__TASK LIST__.
a) List every dollar amount in the Sarvam excerpt, in the order it appears.
b) Quote the Sarvam excerpt word for word, starting with "Sarvam has been" and going on through "Singh had said.".

__SELECTED TEXT__.
* * * * *

Generative AI burst onto the scene and changed the global tech world after OpenAI launched ChatGPT for public access in October 2022. Since then, established tech companies have been disrupted, while OpenAI has grown from a nonprofit research lab to a $850 billion valuation.

Govt support, well-funded

Sarvam, on this note, is one of India’s best-funded AI startups, having raised $45 million from investors such as Peak XV Partners and Vinod Khosla.

"We need the app because we want to find a way to showcase what exactly our technology is to many consumers. But we don’t quite know if trying to build a consumer business will work because it is very, very expensive. We will raise capital because we must when it comes to building further models, but we won’t really be trying to pursue what Big Tech firms have done in terms of raising massive funding," Raghavan said.

Sarvam has been backed by the ministry of electronics and IT (Meity)’s India AI Mission, which incentivized it with graphics processing units (GPUs) and funds worth $27 million in April. Since then, the startup has been building its models with a focus on public services and now, in enterprise deployment.

Industry stakeholders have strongly backed Sarvam’s work. In an interview with Mint on Wednesday, Abhishek Singh, additional secretary at Meity, said that Sarvam’s models have strong backing and support from the ministry. “Their work, including implementing AI in voice, will be key—and we are excited to see how the AI models play out," Singh had said.

* * * * *

__EXTRACTED INFORMATION__.
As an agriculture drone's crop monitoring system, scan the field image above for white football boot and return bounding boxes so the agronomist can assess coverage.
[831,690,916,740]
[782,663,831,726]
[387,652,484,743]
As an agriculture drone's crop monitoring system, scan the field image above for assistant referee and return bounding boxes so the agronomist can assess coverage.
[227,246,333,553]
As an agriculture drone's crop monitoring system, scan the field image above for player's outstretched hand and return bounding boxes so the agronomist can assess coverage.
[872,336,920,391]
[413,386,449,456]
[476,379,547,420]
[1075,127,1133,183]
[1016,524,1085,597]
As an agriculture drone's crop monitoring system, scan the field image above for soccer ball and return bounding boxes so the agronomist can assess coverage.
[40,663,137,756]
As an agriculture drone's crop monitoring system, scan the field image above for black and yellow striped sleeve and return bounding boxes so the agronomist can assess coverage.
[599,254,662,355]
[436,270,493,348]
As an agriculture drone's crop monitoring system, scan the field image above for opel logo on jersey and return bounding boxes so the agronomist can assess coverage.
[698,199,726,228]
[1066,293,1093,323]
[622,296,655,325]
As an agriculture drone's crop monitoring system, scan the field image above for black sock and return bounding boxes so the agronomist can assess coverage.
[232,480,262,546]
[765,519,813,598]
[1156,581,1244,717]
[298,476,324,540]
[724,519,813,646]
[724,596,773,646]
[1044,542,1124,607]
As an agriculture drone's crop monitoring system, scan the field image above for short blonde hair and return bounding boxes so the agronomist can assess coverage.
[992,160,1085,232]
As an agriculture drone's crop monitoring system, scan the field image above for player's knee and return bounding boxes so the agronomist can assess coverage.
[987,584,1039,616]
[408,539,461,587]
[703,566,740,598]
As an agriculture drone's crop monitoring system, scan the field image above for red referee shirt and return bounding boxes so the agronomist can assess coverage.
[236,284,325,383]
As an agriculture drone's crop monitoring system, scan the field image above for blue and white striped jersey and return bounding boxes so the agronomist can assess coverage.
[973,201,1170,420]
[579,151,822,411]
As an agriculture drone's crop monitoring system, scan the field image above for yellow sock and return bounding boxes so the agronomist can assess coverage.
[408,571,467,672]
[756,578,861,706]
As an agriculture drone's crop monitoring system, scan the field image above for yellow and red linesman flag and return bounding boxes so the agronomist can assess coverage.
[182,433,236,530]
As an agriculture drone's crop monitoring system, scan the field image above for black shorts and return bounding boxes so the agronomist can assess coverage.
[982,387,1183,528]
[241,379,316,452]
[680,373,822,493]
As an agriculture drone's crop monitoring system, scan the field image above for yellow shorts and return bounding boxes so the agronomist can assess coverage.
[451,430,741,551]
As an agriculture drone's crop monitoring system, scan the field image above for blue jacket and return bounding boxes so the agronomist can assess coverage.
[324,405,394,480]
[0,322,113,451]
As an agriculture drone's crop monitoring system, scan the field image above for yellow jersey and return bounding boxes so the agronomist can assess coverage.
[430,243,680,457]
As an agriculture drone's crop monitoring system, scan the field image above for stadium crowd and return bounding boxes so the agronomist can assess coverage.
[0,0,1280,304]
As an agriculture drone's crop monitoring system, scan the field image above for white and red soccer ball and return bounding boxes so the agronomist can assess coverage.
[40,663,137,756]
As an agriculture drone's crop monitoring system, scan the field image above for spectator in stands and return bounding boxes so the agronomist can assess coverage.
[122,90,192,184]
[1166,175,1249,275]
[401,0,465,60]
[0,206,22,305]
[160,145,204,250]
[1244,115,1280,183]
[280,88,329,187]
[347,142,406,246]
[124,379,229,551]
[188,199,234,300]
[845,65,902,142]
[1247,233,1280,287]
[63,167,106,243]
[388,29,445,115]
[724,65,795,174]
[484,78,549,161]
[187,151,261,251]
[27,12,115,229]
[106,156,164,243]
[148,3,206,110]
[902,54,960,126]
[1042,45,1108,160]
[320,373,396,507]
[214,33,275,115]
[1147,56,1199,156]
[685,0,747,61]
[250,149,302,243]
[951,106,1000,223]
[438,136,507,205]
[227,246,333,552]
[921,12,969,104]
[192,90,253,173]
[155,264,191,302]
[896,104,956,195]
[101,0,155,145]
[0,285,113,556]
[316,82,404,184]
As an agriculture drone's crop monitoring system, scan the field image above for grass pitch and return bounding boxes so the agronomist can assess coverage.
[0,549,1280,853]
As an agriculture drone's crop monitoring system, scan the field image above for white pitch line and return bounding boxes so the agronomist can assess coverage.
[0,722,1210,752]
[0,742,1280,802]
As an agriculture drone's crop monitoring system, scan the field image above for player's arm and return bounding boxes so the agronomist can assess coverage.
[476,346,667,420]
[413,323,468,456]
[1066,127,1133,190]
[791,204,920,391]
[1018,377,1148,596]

* * * * *

__EXERCISE SOLUTIONS__.
a)
$850 billion
$45 million
$27 million

b)
Sarvam has been backed by the ministry of electronics and IT (Meity)’s India AI Mission, which incentivized it with graphics processing units (GPUs) and funds worth $27 million in April. Since then, the startup has been building its models with a focus on public services and now, in enterprise deployment.

Industry stakeholders have strongly backed Sarvam’s work. In an interview with Mint on Wednesday, Abhishek Singh, additional secretary at Meity, said that Sarvam’s models have strong backing and support from the ministry. “Their work, including implementing AI in voice, will be key—and we are excited to see how the AI models play out," Singh had said.